• [WHAT IS BEING ASKED]: Present all of the records below as a numbered list, leaving out any blank lines.

***** DATA SHOWN

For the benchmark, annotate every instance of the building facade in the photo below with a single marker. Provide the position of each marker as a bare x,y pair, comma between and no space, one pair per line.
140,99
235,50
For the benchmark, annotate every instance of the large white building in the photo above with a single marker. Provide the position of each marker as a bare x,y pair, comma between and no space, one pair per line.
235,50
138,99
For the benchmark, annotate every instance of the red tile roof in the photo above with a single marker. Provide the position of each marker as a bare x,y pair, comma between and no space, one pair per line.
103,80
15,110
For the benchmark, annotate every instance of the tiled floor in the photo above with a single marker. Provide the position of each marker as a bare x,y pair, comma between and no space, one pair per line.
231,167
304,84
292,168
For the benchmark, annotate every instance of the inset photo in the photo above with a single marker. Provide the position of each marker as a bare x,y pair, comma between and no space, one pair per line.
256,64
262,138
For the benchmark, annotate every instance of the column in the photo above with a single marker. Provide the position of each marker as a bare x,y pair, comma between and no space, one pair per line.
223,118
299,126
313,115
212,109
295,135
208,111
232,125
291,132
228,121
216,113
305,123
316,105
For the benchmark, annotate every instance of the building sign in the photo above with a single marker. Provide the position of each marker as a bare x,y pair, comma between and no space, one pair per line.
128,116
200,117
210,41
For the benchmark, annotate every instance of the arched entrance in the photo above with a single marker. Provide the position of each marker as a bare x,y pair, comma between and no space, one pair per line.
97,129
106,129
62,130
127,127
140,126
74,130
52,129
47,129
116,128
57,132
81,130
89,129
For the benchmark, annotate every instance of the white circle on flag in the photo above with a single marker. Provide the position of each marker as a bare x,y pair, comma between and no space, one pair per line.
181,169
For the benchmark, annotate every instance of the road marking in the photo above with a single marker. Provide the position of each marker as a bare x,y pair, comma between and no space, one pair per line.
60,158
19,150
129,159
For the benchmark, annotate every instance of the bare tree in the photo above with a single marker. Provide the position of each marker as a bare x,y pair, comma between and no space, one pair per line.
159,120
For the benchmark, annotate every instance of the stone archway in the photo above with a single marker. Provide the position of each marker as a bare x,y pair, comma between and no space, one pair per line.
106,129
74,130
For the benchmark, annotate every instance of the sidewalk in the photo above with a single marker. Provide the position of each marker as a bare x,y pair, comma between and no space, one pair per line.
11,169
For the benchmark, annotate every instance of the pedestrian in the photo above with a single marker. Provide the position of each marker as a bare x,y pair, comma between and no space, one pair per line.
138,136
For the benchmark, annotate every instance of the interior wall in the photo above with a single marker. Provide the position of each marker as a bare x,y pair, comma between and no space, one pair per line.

**********

• [RIGHT ANSWER]:
1. For the benchmark, annotate every instance of the building facade in the photo below with a single marker. Provide the position of each marker as a bare x,y pair, comma between and no space, one pair per line.
2. 140,99
3. 235,50
4. For the benchmark, annotate every instance of the large white building in the photo above with a single marker. Provide the position of each marker as a bare x,y pair, comma between and no space, one pair per line.
5. 235,50
6. 138,99
7. For the benchmark, annotate every instance of the red tile roof in the photo above with a single marker. Provide the position of each marker as a bare x,y pair, comma between and no space, one pair per line.
8. 103,80
9. 15,110
10. For the benchmark, annotate every instance of the tiled floor in the photo above with a single marker. Provide the position of each marker as a bare x,y pair, comma between and no space, one pair per line.
11. 231,167
12. 304,84
13. 292,168
14. For the benchmark, annotate every instance of the inset photo in the photo above with a single marker. Provide the position of each marker as a bare x,y pair, comma between and no space, one pair per line.
15. 256,64
16. 262,138
17. For the benchmark, annotate every instance of the column in the photo above with a single marker. Provide the position of each marker as a bare x,y pair, comma between and no space, one pair per line.
18. 223,118
19. 299,126
20. 313,115
21. 212,109
22. 295,135
23. 208,111
24. 232,125
25. 291,132
26. 228,121
27. 216,113
28. 305,123
29. 316,105
30. For the benchmark, annotate every instance of the building sign in the photo above with a single marker. Provide the position of each marker as a bare x,y pair, comma between and no space, one pair per line.
31. 128,116
32. 200,117
33. 210,41
34. For the benchmark, annotate every instance of the arched entrance in the photo above with a single marker. Provide the position of each marker as a bare x,y pair, comma between and no space, one pair per line.
35. 97,129
36. 106,129
37. 62,130
38. 127,127
39. 140,126
40. 74,130
41. 52,129
42. 47,129
43. 116,128
44. 57,132
45. 81,130
46. 89,129
47. For the benchmark, annotate every instance of the white circle on flag in the photo above with a single marker. Provide the position of each marker as a bare x,y pair, comma between and no space, one pair per line.
48. 181,169
49. For the benchmark, annotate every instance of the road marking in the photo above with a single marker. Provide the position of each marker as a bare x,y pair, comma between and no space, one pair per line.
50. 60,158
51. 19,150
52. 129,159
53. For the benchmark, annotate every instance of the bare tree in the photo above with a single marker. Provide the position of each marker as a bare x,y pair, comma between and no space, one pair per line.
54. 159,120
55. For the benchmark, annotate every instance of the stone archway in the photo above with a single marker. Provide the position of each marker as a bare x,y pair, comma between and no space, one pair per line.
56. 106,129
57. 74,130
58. For the benchmark, annotate every instance of the sidewalk in the photo above with a single marker. Provide the position of each marker as a bare x,y pair, comma between and no space, one pair per line.
59. 11,169
60. For the benchmark, annotate every instance of the pedestrian in the photo above with a single marker. Provide the position of each marker as a bare x,y pair, comma between and no space, one pair per line.
61. 138,136
62. For the benchmark, annotate every instance of the interior wall in the photo above with a single marker. Provide the position of each marker as a bare x,y pair, comma between and no space, one pair per line.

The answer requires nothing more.